• Work to complete:
Provide nothing except how many lines of the data contain the word "below".

• Input data:

┄┄┄┄┄┄

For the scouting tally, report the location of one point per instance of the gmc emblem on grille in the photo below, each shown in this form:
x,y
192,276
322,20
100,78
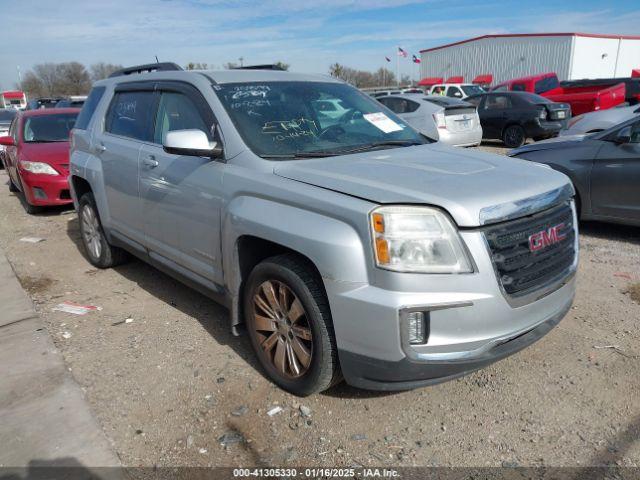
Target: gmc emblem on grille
x,y
546,238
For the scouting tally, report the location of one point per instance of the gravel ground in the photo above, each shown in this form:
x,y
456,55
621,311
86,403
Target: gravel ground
x,y
171,386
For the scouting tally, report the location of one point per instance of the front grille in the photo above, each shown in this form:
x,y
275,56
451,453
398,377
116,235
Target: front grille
x,y
531,253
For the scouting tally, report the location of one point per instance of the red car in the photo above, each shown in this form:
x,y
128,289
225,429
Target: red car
x,y
582,98
37,156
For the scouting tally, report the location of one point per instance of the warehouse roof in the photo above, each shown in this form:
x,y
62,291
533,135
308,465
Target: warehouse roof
x,y
507,35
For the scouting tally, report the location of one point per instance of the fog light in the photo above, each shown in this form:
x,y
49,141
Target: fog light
x,y
417,328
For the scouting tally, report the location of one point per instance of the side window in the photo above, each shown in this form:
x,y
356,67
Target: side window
x,y
635,132
177,111
131,115
497,102
454,92
89,107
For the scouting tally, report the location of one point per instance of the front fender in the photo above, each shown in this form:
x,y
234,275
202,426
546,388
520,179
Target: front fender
x,y
332,244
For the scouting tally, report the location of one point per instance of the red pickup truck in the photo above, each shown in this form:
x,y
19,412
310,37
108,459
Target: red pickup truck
x,y
583,98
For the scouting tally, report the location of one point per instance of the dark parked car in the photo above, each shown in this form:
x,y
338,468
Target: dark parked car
x,y
45,102
604,168
515,116
6,117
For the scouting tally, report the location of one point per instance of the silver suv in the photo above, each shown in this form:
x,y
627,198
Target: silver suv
x,y
346,245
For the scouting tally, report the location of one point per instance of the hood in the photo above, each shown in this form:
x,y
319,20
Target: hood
x,y
462,182
55,154
555,143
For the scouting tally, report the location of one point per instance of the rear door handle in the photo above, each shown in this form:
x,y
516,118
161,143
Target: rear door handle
x,y
150,162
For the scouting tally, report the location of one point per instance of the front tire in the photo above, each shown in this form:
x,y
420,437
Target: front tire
x,y
99,252
289,323
514,136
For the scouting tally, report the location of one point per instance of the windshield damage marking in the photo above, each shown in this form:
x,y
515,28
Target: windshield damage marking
x,y
290,129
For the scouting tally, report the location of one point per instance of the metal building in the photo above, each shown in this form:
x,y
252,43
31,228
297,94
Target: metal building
x,y
571,55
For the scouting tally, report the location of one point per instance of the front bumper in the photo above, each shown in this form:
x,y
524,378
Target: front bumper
x,y
45,190
468,138
472,323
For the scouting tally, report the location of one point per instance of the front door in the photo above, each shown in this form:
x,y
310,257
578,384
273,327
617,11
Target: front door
x,y
128,125
615,179
181,195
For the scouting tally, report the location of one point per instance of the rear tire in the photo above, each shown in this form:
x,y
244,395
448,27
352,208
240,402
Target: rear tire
x,y
97,248
514,136
289,323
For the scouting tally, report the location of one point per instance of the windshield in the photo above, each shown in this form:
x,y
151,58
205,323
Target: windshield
x,y
298,119
472,90
535,99
48,128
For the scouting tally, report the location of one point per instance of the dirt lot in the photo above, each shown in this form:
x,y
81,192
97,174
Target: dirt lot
x,y
171,384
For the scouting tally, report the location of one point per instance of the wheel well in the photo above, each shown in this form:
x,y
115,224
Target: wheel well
x,y
253,250
80,186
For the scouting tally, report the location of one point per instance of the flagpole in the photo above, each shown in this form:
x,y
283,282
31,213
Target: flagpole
x,y
398,67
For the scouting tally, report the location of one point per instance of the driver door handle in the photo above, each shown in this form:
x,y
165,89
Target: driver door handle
x,y
150,162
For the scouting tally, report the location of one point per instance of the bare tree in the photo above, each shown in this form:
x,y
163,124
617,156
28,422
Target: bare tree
x,y
72,79
102,70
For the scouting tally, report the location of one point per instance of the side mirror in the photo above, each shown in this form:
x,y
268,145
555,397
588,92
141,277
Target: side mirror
x,y
194,143
623,136
7,141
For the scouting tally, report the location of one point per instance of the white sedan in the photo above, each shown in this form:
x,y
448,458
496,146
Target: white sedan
x,y
448,120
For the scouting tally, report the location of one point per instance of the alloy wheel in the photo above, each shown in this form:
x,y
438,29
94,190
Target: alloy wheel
x,y
91,232
282,327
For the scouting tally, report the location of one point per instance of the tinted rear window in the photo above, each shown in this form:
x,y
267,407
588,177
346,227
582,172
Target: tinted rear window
x,y
131,115
546,84
89,107
7,115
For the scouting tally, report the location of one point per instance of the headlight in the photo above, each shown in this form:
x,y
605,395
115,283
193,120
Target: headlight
x,y
38,167
417,239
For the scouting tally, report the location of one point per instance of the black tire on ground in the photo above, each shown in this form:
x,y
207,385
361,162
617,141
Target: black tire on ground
x,y
99,252
514,136
302,281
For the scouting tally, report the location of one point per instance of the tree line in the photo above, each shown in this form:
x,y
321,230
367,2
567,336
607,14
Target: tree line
x,y
74,78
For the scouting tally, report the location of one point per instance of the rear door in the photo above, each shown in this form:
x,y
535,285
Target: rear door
x,y
182,195
615,179
128,125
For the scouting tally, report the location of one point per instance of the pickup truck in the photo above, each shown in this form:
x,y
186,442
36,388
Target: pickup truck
x,y
632,86
582,98
345,247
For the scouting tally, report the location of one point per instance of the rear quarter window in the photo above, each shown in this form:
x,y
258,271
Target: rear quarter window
x,y
89,108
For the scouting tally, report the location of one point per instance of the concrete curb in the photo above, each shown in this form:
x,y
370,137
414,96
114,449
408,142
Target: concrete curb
x,y
44,417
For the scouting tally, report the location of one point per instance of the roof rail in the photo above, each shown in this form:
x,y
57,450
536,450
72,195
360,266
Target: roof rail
x,y
149,67
260,67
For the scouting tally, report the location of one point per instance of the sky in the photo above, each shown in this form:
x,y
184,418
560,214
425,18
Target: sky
x,y
308,35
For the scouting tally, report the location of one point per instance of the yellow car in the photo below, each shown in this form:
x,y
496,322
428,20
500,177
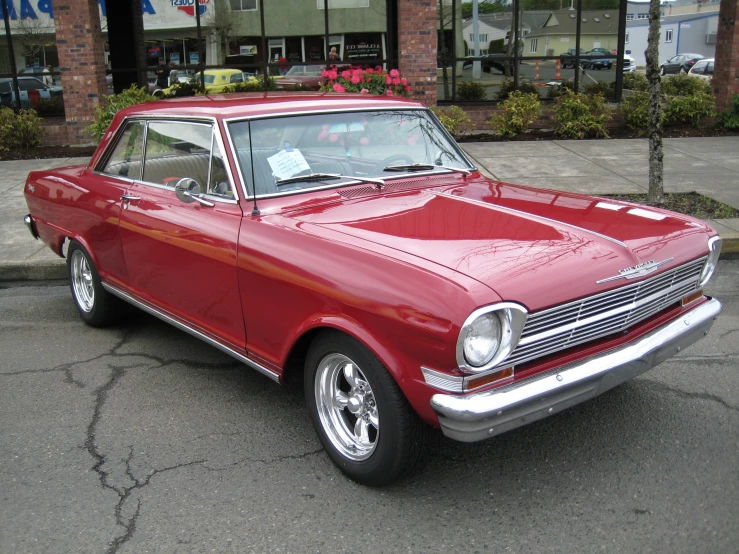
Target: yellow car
x,y
215,80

┄┄┄┄┄┄

• Exercise output:
2